_WORK INSTRUCTIONS_
Convert the listing from its start through the line containing "rings combine even-odd" into a JSON list of strings, one string per line, with blank lines omitted and the pictures excluded.
————
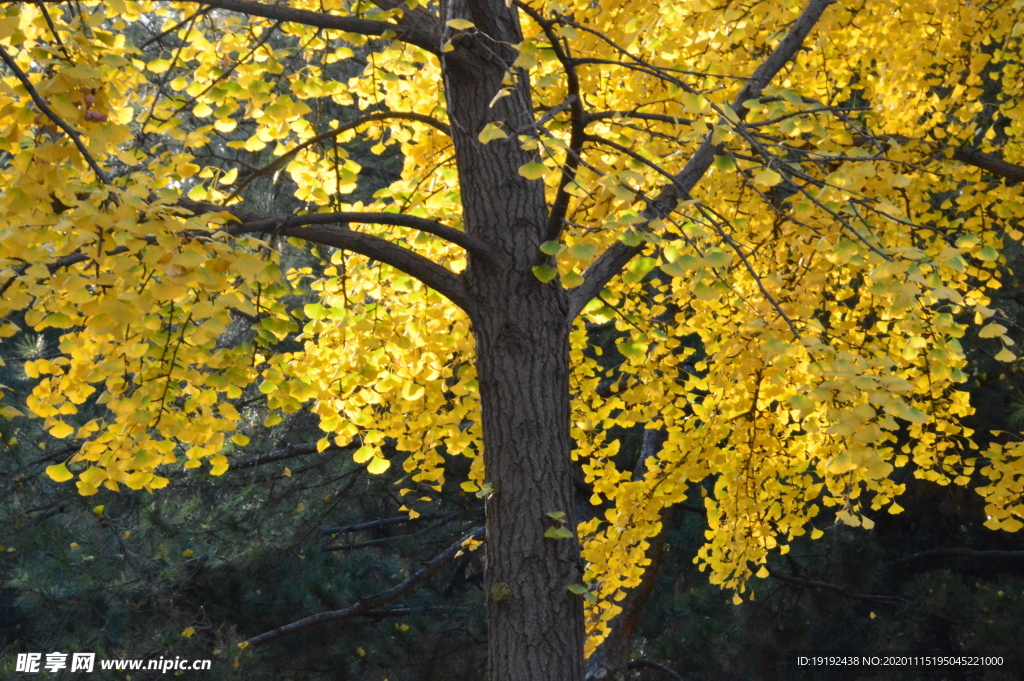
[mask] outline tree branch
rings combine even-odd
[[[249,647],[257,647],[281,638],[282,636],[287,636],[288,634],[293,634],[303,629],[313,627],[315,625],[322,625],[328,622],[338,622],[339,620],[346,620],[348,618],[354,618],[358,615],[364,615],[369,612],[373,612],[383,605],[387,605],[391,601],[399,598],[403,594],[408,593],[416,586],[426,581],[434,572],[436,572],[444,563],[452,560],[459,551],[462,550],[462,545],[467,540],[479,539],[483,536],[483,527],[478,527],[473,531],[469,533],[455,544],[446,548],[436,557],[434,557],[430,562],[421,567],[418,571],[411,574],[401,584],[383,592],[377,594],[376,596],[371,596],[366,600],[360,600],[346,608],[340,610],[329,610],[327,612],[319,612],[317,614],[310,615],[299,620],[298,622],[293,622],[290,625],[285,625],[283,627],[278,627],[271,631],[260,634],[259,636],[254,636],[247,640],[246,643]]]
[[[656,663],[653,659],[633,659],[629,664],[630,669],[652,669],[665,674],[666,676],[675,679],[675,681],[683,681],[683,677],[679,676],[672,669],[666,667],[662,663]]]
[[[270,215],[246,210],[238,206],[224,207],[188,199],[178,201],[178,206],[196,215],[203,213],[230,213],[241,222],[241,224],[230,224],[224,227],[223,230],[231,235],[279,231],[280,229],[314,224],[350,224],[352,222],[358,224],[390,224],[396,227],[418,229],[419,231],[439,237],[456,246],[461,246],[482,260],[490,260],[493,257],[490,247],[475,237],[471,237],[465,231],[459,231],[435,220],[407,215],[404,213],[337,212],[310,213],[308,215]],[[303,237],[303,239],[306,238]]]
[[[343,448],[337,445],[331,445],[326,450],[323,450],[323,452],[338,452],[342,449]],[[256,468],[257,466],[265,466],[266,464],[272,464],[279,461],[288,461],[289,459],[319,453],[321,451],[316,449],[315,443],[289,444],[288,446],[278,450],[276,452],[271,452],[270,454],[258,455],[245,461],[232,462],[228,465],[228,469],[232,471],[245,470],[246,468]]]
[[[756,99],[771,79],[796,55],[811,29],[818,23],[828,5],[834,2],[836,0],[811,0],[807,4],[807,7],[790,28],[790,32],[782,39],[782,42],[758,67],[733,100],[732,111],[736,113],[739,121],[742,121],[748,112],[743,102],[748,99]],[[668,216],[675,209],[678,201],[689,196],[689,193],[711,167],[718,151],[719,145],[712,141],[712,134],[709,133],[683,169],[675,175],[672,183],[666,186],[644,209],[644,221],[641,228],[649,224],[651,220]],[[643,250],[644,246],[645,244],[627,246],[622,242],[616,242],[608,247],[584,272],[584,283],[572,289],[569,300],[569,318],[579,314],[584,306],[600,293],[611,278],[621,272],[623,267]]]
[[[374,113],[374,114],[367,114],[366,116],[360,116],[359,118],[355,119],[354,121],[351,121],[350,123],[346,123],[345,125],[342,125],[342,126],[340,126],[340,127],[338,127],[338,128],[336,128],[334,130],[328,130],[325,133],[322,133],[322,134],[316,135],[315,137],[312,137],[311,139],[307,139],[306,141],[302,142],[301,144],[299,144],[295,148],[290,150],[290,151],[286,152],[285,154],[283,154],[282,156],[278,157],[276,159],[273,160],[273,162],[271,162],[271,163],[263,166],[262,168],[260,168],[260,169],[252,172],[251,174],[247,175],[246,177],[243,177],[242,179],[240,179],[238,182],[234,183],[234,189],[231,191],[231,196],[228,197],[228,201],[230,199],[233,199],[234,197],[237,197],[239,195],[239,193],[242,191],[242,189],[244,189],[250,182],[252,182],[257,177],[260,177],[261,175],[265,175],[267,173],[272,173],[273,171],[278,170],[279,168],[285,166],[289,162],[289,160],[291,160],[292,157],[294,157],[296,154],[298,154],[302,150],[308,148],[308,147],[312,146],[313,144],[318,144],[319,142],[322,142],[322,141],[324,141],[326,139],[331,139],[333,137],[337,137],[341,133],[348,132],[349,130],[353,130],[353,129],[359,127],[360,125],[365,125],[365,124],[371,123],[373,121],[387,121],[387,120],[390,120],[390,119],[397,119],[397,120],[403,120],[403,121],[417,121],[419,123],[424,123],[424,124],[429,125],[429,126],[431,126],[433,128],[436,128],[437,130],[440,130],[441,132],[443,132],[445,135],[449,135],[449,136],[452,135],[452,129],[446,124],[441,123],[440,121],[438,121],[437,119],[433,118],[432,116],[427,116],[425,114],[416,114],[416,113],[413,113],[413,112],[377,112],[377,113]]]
————
_SOLVED PROBLEM_
[
  "[mask] outline tree branch",
  "rings combine even-odd"
]